[Text-to-region grounding data]
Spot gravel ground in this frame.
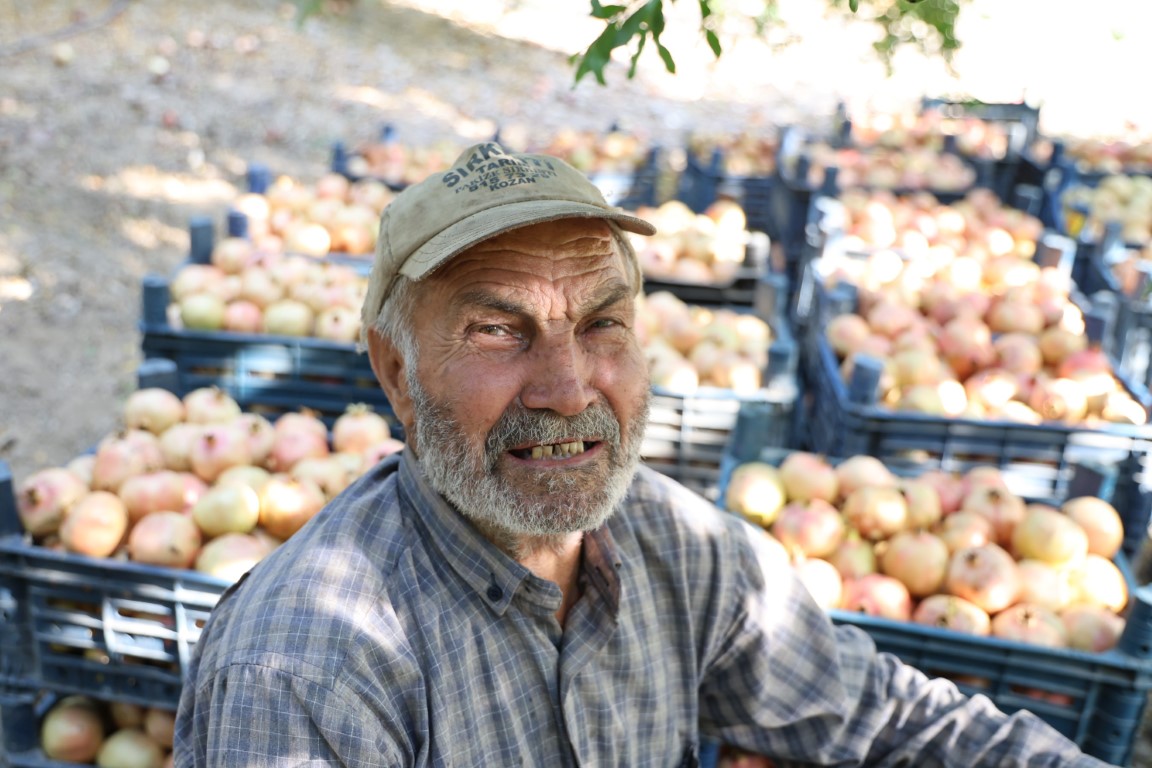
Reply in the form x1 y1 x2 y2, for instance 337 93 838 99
1 0 1151 764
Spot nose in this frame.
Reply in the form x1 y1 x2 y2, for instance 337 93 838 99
519 331 597 417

## Task to carry out
Using the records above, gather all lines where the string "this" is present.

## Solution
Spot gravel ground in this frame.
Spot nose in this frame.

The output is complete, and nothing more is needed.